Start of RAW DATA

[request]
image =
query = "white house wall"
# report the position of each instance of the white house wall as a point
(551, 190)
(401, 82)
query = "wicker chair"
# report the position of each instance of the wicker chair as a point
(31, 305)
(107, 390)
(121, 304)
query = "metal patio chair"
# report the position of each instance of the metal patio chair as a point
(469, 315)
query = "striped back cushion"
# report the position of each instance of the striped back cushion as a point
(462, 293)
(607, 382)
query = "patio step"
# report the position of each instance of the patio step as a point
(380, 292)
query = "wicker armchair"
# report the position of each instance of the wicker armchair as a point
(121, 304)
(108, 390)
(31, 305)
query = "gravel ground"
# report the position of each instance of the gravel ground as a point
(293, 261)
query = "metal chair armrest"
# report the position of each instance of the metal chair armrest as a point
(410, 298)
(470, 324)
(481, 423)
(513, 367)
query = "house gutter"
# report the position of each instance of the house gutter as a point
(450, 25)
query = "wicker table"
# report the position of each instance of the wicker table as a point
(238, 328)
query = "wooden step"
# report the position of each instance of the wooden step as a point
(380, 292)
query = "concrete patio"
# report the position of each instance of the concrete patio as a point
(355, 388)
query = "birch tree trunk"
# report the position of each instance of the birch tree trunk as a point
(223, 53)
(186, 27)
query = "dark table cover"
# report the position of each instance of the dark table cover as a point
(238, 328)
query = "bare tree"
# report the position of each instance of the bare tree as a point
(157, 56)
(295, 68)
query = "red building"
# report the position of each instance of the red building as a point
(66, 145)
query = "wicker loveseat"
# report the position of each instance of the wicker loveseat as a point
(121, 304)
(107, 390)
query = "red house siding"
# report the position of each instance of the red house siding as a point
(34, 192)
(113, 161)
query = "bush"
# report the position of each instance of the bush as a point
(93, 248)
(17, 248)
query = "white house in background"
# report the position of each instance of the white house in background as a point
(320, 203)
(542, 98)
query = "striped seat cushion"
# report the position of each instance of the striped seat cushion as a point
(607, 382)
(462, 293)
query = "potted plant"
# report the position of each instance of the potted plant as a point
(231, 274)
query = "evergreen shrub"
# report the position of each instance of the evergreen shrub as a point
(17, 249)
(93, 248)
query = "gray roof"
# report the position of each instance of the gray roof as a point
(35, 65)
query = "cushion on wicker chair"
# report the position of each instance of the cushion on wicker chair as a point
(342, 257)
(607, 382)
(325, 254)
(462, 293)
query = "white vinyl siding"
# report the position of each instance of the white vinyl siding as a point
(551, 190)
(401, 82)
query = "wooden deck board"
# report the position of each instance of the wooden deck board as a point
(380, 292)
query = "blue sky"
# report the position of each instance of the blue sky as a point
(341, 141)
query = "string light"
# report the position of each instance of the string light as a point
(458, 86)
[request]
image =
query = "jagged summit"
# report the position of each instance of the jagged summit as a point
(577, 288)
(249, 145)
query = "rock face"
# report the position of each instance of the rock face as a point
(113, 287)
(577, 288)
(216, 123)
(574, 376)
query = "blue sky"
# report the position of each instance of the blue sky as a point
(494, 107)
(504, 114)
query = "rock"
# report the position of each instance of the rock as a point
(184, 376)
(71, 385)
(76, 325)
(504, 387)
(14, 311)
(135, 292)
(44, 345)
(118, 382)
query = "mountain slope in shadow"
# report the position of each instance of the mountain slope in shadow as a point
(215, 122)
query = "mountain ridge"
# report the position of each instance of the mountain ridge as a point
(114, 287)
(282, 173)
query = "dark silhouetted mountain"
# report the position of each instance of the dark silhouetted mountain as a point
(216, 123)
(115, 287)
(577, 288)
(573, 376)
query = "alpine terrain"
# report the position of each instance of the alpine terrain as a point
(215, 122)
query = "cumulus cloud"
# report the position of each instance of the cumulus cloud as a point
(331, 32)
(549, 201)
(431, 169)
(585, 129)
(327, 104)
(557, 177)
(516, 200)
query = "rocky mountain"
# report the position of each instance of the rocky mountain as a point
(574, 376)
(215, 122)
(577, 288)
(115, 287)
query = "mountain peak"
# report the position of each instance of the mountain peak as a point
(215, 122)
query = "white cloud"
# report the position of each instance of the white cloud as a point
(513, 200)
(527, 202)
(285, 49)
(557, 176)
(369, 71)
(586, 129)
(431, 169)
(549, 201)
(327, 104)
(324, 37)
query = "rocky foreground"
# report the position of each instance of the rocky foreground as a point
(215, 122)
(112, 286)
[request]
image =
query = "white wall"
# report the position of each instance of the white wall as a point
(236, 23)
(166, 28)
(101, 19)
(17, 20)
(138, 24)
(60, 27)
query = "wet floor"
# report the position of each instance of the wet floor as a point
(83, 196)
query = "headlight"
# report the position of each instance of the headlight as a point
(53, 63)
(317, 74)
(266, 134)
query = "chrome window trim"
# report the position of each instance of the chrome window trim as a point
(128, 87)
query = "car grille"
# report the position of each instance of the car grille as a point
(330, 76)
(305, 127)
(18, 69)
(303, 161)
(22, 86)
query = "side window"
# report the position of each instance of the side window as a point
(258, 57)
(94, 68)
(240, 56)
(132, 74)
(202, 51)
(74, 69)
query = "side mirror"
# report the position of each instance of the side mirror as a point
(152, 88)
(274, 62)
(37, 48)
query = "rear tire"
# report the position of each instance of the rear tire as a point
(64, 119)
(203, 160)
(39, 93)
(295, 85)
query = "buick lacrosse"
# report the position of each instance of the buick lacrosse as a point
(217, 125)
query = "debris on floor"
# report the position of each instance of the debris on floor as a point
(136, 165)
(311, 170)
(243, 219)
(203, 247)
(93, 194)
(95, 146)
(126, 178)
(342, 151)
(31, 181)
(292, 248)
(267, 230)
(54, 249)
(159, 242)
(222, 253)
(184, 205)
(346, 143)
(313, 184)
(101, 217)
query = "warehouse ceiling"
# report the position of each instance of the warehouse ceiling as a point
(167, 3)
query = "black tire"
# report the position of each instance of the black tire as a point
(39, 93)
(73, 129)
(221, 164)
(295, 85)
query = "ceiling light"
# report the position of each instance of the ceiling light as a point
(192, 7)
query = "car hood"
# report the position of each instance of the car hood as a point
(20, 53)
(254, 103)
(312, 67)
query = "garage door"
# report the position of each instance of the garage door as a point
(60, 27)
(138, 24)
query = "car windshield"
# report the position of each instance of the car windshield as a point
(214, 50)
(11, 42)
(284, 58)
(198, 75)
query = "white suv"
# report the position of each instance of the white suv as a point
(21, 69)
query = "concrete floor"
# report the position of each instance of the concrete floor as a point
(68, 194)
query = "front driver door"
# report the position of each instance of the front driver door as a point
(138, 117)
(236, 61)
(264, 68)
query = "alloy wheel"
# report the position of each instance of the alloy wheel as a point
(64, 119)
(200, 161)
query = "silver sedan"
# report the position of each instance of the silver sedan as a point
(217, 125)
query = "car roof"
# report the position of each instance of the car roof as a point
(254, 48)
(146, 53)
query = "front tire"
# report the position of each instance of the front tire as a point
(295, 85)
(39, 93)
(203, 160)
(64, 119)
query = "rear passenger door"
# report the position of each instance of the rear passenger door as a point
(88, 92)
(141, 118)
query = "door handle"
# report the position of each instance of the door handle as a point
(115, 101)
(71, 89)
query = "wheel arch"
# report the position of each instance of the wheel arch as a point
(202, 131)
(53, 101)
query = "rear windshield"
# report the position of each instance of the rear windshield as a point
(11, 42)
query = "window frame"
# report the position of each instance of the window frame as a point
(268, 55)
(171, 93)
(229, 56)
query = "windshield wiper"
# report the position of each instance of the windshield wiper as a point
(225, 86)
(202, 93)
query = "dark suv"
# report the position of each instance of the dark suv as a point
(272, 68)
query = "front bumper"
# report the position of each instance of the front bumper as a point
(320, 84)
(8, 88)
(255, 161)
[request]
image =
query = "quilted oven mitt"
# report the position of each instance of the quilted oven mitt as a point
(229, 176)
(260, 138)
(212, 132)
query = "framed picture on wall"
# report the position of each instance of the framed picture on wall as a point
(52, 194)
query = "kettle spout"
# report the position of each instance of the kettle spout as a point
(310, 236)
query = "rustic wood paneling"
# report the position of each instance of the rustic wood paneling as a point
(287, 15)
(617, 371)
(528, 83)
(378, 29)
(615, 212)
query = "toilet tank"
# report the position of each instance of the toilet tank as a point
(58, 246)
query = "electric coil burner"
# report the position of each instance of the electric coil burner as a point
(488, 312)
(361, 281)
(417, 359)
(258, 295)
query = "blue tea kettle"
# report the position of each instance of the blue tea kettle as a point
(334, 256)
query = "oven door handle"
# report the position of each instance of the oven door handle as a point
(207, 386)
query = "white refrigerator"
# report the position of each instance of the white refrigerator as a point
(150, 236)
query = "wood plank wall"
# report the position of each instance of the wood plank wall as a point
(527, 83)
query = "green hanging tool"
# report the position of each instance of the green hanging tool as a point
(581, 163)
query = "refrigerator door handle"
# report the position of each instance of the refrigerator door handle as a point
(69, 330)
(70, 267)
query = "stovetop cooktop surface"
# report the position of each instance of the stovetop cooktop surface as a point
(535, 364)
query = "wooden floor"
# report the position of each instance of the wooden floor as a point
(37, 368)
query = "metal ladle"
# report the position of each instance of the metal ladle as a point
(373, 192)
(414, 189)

End of RAW DATA

» INSTRUCTION
Extract every line from the dataset records above that contains the string "trim", copying each one in full.

» CORRECT RESPONSE
query = "chrome window trim"
# report the position of each instance of the chrome window trim as a point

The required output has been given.